Verilen metin:
====================

"İçtihat Metni"
İNCELENEN KARARIN
MAHKEMESİ : İstanbul Bölge Adliye Mahkemesi 15. Hukuk Dairesi
SAYISI : 2019/1487 E., 2022/893 K.
DAVA TARİHİ : 21.02.2017
HÜKÜM/KARAR : Kabul
İLK DERECE MAHKEMESİ : İstanbul 14. Asliye Ticaret Mahkemesi
SAYISI : 2017/178 E., 2019/470 K.
Taraflar arasındaki menfi tespit ve istirdat davasından dolayı yapılan yargılama sonunda İlk Derece Mahkemesince davanın reddine karar verilmiştir.
Kararın davacı vekili tarafından istinaf edilmesi üzerine, Bölge Adliye Mahkemesince başvurunun kabulü ile İlk Derece Mahkemesi hükmü kaldırılarak yeniden esas hakkında hüküm kurulmak suretiyle davanın kabulüne karar verilmiştir.
Bölge Adliye Mahkemesi kararı davalı vekili tarafından temyiz edilmekle; kesinlik, süre, temyiz şartı ve diğer usul eksiklikleri yönünden yapılan ön inceleme sonucunda, temyiz dilekçesinin kabulüne karar verildikten ve Tetkik Hâkimi tarafından hazırlanan rapor dinlendikten sonra dosyadaki belgeler incelenip gereği düşünüldü:
I. DAVA
Davacı vekili dava dilekçesinde özetle; işveren davalıya ait Bursa İli, Osmangazi ilçesi, Demirtaş, 301 ada, 13 parseldeki Bursa Modem isimli projede yer alan Kule blok 1, Sıra Yalı blok 4 ve 7, Konak blok 5 ve 6’ya ait ince inşaat işlerinin müvekkili şirket tarafından yapılması konusunda 08.03.2012 yürürlük tarihli sözleşme akdedildiğini, sözleşmenin 12-d maddesinde tüm malzeme ve işçiliğin sözleşmeye uygun ve işveren talimatları doğrultusunda olacağının belirlendiğini, işin süresinde davalıya tam eksiksiz teslim edildiğini, Bursa ilinde 31.01.2015- 02.02.2015 tarihleri arasında yaşanan lodos fırtınası neticesinde müvekkilinin yapımını üstlendiği bir takım blokların çatılarında ve muhtelif kısımlarına hasarlar meydana geldiğini, davalının 04.04.2015 tarihli ihtarnamesi ile onarım yapılmasının bildirildiğini ve aksi takdirde 136.000-TL tutarın kendilerine rücu edileceğinin ihtar edildiğini, müvekkilinin 09.04.2015 tarihinde ihtara cevap vererek hasarın müvekkili imalatları ile ilgisinin olmadığı ve mücbir sebep olduğunun bildirildiğini, Bursa 7.Asliye Hukuk Mahkemesinin 2015/14 D.İş dosyası ile delil tespiti yapıldığını, tespit ile hasarın kdv hariç 29.700-TL olarak belirlendiği ve proje tercih edilen malzemenin hatalı olmasından kaynaklandığının belirlendiğini, davalının da Bursa 4.Sulh Hukuk Mahkemesinin 2015/135 D.iş sayılı dosyası ile tespit yaptırarak montaj ve imalat hatası ayıplı üretim nedeni ile uğranılan 107.500-TL+KDV hasarın teminat mektubundan karşılanacağının 02.12.2016 tarihli ihtarname ile kendilerine bildirildiğini, meydana gelen olayda sorumluluklarının olmadığını, Afet Koordinasyon Merkezinin resmi açıklamalarından doğa olayının Tropikal Fırtına olarak nitelendirildiğini ifade ederek müvekkilinin davalıya 107.500-TL tutarında bir zarar tazmin borcu olmadığının tespitine, 23.10.2016 tarihli teminat mektuplarına ihtiyati tedbir karan verilmesine, yargılama gideri ve vekalet ücretinin davalı tarafa yükletilmesine karar verilmesini talep etmiştir.

====================

Alıştırmadaki veriler:
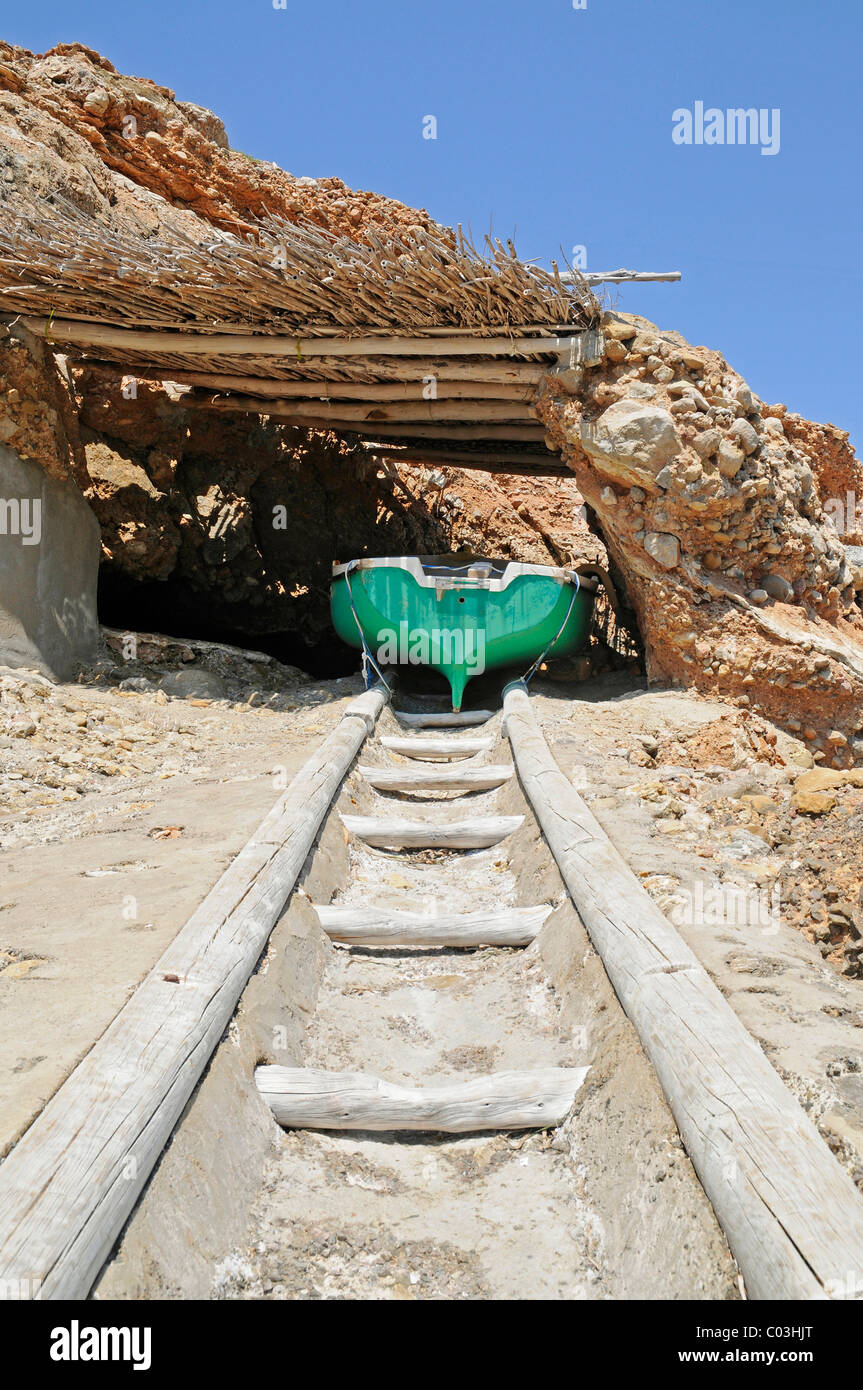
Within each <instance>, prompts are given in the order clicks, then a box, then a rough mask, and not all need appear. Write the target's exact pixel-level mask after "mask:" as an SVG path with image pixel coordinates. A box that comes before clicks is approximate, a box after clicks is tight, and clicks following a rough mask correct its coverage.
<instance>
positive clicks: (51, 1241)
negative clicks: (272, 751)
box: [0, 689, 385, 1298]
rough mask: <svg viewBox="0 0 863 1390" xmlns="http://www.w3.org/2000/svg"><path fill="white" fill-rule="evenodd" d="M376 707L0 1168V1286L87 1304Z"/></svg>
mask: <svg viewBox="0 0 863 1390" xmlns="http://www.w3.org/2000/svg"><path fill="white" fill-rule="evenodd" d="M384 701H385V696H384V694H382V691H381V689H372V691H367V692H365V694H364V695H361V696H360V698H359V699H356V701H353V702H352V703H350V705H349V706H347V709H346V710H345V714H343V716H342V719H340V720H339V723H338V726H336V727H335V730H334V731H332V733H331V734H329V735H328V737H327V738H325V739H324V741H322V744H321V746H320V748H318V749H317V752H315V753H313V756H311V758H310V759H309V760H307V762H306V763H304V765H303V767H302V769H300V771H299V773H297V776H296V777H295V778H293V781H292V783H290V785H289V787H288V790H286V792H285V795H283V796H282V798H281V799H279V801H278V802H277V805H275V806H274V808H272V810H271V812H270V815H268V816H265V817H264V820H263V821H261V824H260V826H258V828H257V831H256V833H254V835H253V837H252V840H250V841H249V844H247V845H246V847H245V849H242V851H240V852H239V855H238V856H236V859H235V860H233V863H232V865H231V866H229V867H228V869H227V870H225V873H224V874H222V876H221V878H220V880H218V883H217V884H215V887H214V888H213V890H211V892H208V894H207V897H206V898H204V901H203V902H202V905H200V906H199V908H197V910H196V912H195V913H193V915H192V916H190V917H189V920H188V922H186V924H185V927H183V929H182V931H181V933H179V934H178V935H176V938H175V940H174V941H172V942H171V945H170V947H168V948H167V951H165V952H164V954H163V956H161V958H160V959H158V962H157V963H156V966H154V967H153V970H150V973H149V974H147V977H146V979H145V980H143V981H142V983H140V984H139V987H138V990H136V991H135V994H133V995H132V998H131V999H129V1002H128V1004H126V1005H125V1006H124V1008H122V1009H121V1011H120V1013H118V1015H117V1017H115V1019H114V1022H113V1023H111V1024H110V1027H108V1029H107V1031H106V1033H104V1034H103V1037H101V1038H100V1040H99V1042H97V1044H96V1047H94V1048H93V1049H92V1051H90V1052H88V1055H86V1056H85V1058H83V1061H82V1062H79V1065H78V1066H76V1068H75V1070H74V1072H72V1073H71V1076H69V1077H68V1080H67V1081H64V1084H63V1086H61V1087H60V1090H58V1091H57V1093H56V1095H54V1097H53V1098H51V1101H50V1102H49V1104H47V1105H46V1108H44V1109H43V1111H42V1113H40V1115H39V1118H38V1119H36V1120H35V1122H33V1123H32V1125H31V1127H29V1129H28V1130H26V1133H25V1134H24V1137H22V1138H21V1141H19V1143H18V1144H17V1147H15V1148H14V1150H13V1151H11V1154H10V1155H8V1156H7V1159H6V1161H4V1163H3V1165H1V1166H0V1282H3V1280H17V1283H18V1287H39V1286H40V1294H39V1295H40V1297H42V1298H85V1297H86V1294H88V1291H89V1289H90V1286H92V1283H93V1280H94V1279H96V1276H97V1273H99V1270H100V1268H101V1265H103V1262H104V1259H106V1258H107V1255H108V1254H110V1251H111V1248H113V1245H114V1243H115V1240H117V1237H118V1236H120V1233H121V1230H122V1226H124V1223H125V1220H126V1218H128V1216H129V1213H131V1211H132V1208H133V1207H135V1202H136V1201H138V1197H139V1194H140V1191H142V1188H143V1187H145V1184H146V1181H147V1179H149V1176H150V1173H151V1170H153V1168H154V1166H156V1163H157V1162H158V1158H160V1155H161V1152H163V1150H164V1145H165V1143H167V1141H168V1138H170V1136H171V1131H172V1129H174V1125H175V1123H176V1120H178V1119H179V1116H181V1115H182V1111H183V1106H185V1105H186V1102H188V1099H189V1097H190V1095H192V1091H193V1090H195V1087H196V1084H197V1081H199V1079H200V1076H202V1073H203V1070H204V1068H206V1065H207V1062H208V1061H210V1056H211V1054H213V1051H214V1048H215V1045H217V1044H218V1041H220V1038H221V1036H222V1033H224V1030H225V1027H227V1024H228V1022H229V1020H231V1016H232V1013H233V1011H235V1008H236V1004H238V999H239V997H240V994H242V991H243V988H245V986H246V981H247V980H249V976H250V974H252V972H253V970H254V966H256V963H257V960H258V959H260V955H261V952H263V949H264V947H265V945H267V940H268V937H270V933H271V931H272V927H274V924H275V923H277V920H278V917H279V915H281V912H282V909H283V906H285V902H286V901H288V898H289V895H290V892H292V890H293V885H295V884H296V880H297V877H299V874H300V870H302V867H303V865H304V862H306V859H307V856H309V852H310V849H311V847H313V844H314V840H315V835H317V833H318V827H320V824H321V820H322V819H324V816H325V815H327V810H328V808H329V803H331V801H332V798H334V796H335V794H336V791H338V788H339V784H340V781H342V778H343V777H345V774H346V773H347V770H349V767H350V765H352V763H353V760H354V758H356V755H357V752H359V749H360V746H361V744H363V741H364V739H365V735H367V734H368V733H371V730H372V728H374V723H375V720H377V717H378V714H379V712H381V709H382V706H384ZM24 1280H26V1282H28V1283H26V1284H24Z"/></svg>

====================

Görevler:
A) İçtihat metninden "Taraflar arasındaki menfi" ifadesiyle başlayan ve "kabulüne karar verilmiştir." ifadesiyle biten kısmı, bu son ifade de dahil olmak üzere, aynen alıntılayın.
B) Kayıtları en baştan "box: [0, 689, 385, 1298]" ifadesini içeren satıra kadar, o satır da dahil olmak üzere, aynen yazın. Resimleri yanıta koymayın.
Verilen içtihat metni ile kayıtlar arasında hiçbir bağlantı yoktur.

Görev sonuçları:
A)
Taraflar arasındaki menfi tespit ve istirdat davasından dolayı yapılan yargılama sonunda İlk Derece Mahkemesince davanın reddine karar verilmiştir.
Kararın davacı vekili tarafından istinaf edilmesi üzerine, Bölge Adliye Mahkemesince başvurunun kabulü ile İlk Derece Mahkemesi hükmü kaldırılarak yeniden esas hakkında hüküm kurulmak suretiyle davanın kabulüne karar verilmiştir.

B)
Within each <instance>, prompts are given in the order clicks, then a box, then a rough mask, and not all need appear. Write the target's exact pixel-level mask after "mask:" as an SVG path with image pixel coordinates. A box that comes before clicks is approximate, a box after clicks is tight, and clicks following a rough mask correct its coverage.
<instance>
positive clicks: (51, 1241)
negative clicks: (272, 751)
box: [0, 689, 385, 1298]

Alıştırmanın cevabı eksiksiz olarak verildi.